- _Your task_: Output every record word for word, minus the pictures.

- _Records from a data collection_:
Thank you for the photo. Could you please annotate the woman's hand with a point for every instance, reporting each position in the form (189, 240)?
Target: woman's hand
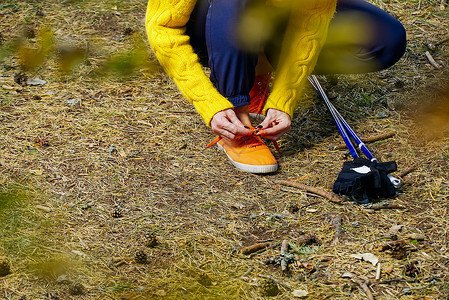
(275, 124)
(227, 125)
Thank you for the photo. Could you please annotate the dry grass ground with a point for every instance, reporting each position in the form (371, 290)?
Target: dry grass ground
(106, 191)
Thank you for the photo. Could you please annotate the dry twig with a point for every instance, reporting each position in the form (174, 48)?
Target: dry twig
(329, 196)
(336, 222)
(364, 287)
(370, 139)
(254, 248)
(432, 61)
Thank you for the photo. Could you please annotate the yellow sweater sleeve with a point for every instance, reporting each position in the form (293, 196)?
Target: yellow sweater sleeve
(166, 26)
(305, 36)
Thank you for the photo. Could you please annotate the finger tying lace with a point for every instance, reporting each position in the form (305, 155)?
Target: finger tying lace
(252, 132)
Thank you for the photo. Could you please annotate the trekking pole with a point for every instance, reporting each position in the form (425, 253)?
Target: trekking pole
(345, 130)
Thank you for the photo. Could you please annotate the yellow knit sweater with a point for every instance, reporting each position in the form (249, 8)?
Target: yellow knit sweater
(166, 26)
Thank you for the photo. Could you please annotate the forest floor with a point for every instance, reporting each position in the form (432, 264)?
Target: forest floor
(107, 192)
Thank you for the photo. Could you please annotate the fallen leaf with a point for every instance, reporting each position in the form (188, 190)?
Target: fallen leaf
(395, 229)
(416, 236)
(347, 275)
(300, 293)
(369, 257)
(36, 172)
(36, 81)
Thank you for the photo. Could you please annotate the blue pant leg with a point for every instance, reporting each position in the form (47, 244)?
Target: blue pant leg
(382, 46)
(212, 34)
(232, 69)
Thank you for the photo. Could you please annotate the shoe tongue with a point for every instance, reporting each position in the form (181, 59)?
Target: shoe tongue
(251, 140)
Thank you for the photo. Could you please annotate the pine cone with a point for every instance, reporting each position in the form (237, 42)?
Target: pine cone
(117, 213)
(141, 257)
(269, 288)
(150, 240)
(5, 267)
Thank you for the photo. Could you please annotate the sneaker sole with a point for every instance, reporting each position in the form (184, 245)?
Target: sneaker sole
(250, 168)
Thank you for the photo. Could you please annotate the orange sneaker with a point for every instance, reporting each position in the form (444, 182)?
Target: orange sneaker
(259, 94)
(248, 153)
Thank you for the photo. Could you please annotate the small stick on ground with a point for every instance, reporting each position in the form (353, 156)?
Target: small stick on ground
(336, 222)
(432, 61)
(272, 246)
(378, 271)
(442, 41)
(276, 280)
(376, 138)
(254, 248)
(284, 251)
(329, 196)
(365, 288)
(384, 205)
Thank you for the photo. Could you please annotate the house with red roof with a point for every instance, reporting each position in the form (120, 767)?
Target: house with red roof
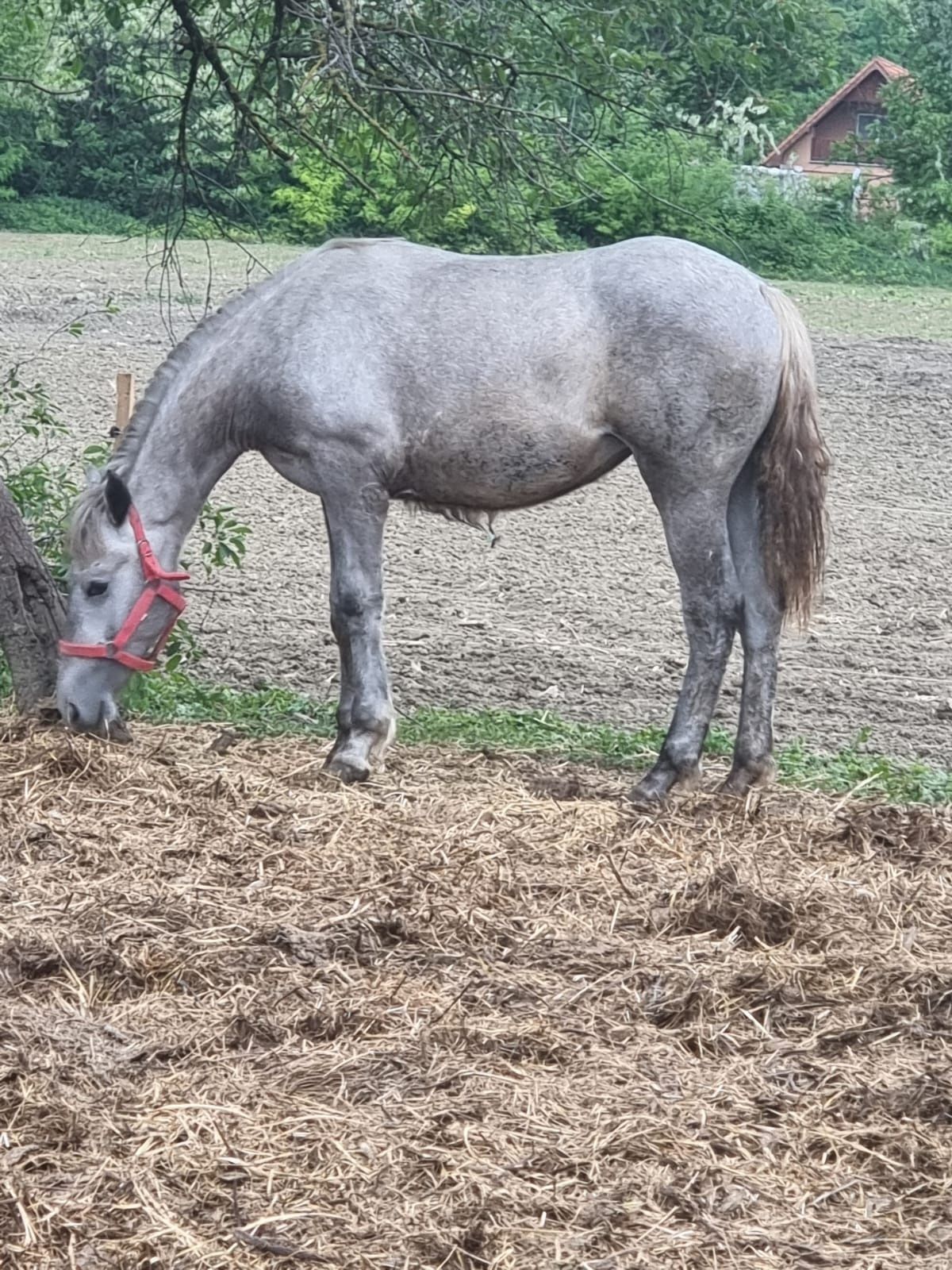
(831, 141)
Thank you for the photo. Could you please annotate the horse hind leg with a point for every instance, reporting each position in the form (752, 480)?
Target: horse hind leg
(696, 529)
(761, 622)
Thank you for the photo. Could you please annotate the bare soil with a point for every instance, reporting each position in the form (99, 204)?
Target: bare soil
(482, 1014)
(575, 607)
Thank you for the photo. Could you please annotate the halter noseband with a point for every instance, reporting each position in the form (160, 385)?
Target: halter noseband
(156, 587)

- _Response to the task_:
Thank you for the photo. Could you please annotate the woman's hand with a point for every instance, reporting each position in the form (189, 240)?
Target: woman's hand
(275, 124)
(227, 125)
Thank you for the photo. Could you please annotate the dry grass ground with a point for every instance, reporting each position in the form (371, 290)?
Target: dry grass ground
(106, 191)
Thank you for the photo. Could you please annotate the dry twig with a point for every instance, reporting each position in the form (174, 48)?
Target: dry twig
(329, 196)
(336, 222)
(364, 287)
(370, 139)
(254, 248)
(432, 61)
Thank you for the photo. Could you please annotate the yellow sweater sleeve with a point for every instance, reporting each position in the form (293, 196)?
Target: yellow sweater sleeve
(166, 26)
(305, 36)
Thank you for the photo. Could you please annotate the finger tying lace with a point for every instance, reporting each position in the form (305, 155)?
Target: finger tying lace
(252, 132)
Thank you for the photo. Could you please annotate the trekking pole with a point for every instance, reporting each position in the form (425, 253)?
Target: trekking pole
(345, 130)
Thank you for the photo. Could you please annotate the yellow knit sweater with a point for every instance, reporting each position in the form (249, 8)?
Target: yellow knit sweater
(166, 26)
Thank you for the photo. Could you please annotate the forest floor with a point for every instance, reporting each position in the form (432, 264)?
Target: forest floor
(107, 192)
Thank you for the photo. Could you please annotate the fallen leaf with a point for every instance, reporting each position in the form (188, 190)?
Target: fallen leaf
(395, 229)
(416, 236)
(347, 275)
(300, 293)
(369, 257)
(36, 172)
(36, 81)
Thank you for the photo. Could you please annotate the blue pant leg with a point for every instance, reporting each position in the form (47, 244)?
Target: blue pant leg
(382, 46)
(212, 34)
(232, 69)
Thank you for the photo. Could you please annotate the shoe tongue with a point for every instance, reporting each position in the form (181, 59)?
Target: shoe tongue
(251, 140)
Thank you for the photo. Could you please annotate the pine cone with a point for every instance, reporting each position in the form (237, 42)?
Target: pine cone
(117, 213)
(141, 257)
(269, 288)
(150, 240)
(5, 267)
Thank you for the photo. Could you please annotate the sneaker sole with a point for every instance, reporting each position in the form (184, 245)?
Target: sneaker sole
(250, 168)
Thank you for the photo. Could you please annotate the orange sneaker with a point for every instance, reporting each position in the form (444, 182)?
Target: orange sneaker
(259, 94)
(248, 153)
Thank you for the photo. Could you please annotate the small stick on ground with a point for every instance, reporting each position in the form (353, 156)?
Target: small stick on ground
(336, 222)
(432, 61)
(272, 246)
(378, 271)
(442, 41)
(276, 280)
(376, 138)
(254, 248)
(284, 251)
(329, 196)
(365, 288)
(384, 205)
Thank you for the photo. Could you please annotate the house with red roof with a point for every instance, reporting each position in the form (120, 767)?
Target: house with red roof
(831, 141)
Thank you for the photo. Could you please annotate the horse hind leg with a point for every instance, reporting each position in the form (752, 480)?
Target: horse hind leg
(696, 529)
(761, 622)
Thank you for the photo. Could you please annotate the bare soil with a point for every instance, reporting each position in the form (99, 204)?
Target: bare soil
(482, 1014)
(575, 607)
Thank you for the photo. Could you please annotate the halter noseband with a point for every instance, reporting each position in the form (160, 385)?
Target: halter noseband
(156, 587)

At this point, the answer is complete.